▶ Trecho fornecido:
Esse catecismo foi se desenvolvendo em direção ao indivíduo, segundo Jöel Molinario. A fórmula só foi questionada quando as estruturas da Igreja também o foram. Capítulo IV (p. 141-155): Trata das mudanças no catecismo após o Concílio Vaticano II. O autor faz referência à grande demanda por renovação, presente na Igreja em fins dos anos de 1950 e que se fizeram presentes também nos catecismos. O cenário conciliar só fez crescer a demanda por renovação. Os documentos conciliares mais destacados no tocante ao tema, segundo o autor, são: Dei verbum , e o Gaudium et spes, fontes diretas dos catecismos contemporâneos.

Capítulo V (p. 157-166): O curto capítulo é dedicado ao affaire do Catecismo Holandês. O caso se deu com a publicação em 1966 do Catecismo Holandês. O documento aprofundava a distinção entre catecismo e catequese feita pelo Concílio Vaticano II e contava com teólogos conhecidos e respeitados nos meios eclesiais entre seus colaboradores, como E. Schillebeeckx e P. Schoonenberg. O Nieuwe Katechismus causou enorme comoção e reações de muitas partes. Os estratos mais conservadores viram ameaçados os princípios tradicionais (e tradicionalistas) sobre a Virgindade de Maria e o Pecado Original, entre outros. O fato de valorizar mais a catequese de adultos tornou o Catecismo Holandês alvo de muitas críticas, segundo o autor. A convulsão teria reflexos na educação, certamente.

Capítulo VI (p. 167-210): Este capítulo trata da figura do cardeal Ratzinger e o Catecismo de 1983. O autor analisa uma conferência proferida pelo então cardeal em Paris no ano de 1983. Na conferência foram delineados os caminhos seguidos pelo catecismo. A insistência do cardeal no retorno aos Padres da Igreja marcou não apenas as edições seguintes dos catecismos, mas, influenciou também, a própria noção de ação pastoral da Igreja. Trata-se, segundo o autor, de uma referência.

▶ Dados:
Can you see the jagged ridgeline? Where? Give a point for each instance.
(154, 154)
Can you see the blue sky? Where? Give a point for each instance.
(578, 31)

▶ Tarefa:
Responda às perguntas a seguir com base no trecho sobre os catecismos:
1. Em que ano foi publicado o Catecismo Holandês?
2. Quais teólogos são citados como colaboradores do Catecismo Holandês?
3. Em que cidade o cardeal Ratzinger proferiu a conferência analisada no capítulo VI?

▶ Resposta:
1. O Catecismo Holandês foi publicado em 1966.
2. São citados E. Schillebeeckx e P. Schoonenberg.
3. A conferência foi proferida em Paris.